### Goal of the exercise
Exact transcription with no images: write out all of the entries below.

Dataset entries
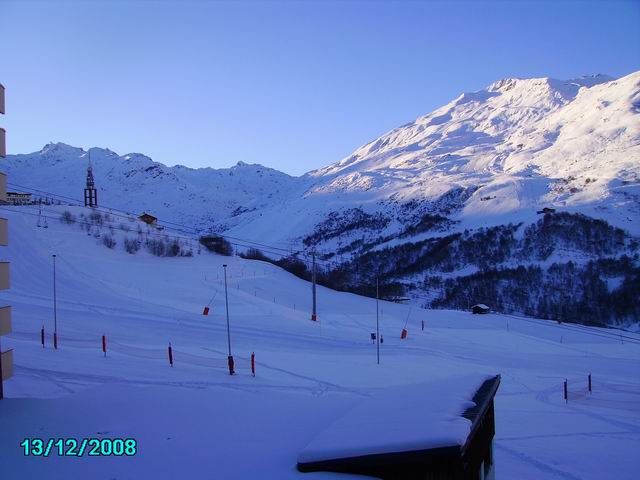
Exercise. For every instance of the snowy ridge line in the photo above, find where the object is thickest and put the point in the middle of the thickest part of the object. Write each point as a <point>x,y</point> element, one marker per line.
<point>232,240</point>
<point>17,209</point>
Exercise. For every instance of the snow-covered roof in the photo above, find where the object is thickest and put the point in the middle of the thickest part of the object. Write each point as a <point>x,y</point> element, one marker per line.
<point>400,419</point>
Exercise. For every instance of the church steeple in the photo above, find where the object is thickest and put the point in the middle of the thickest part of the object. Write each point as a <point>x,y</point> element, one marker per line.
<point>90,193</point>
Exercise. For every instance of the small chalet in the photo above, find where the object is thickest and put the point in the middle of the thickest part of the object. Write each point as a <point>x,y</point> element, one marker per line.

### Task answer
Exercise. For every instance of the snowy ridge line in the photo above, find where the object is thickest and put the point in the middle of the thickest part of the object. Write each point as a <point>x,y</point> element, one marker per line.
<point>232,240</point>
<point>17,209</point>
Exercise. For every instance of the snow-covered roof in the photo above, find where the object is thickest and put the point in the middle of the thickest part of the object. Write each point as a <point>x,y</point> element, one marker per line.
<point>400,419</point>
Exercise. For every instance of the church steeple in the photo above, find where the object is thickest and put the point in the middle of the thickest part of the object. Write each point as a <point>x,y</point> element, one marker per line.
<point>90,193</point>
Exercise. For every instance of the small chalet in the photo above, find where the object is thickest and put the point in the middle of the thickest part of the object. Write each point as a <point>x,y</point> element, one marker per line.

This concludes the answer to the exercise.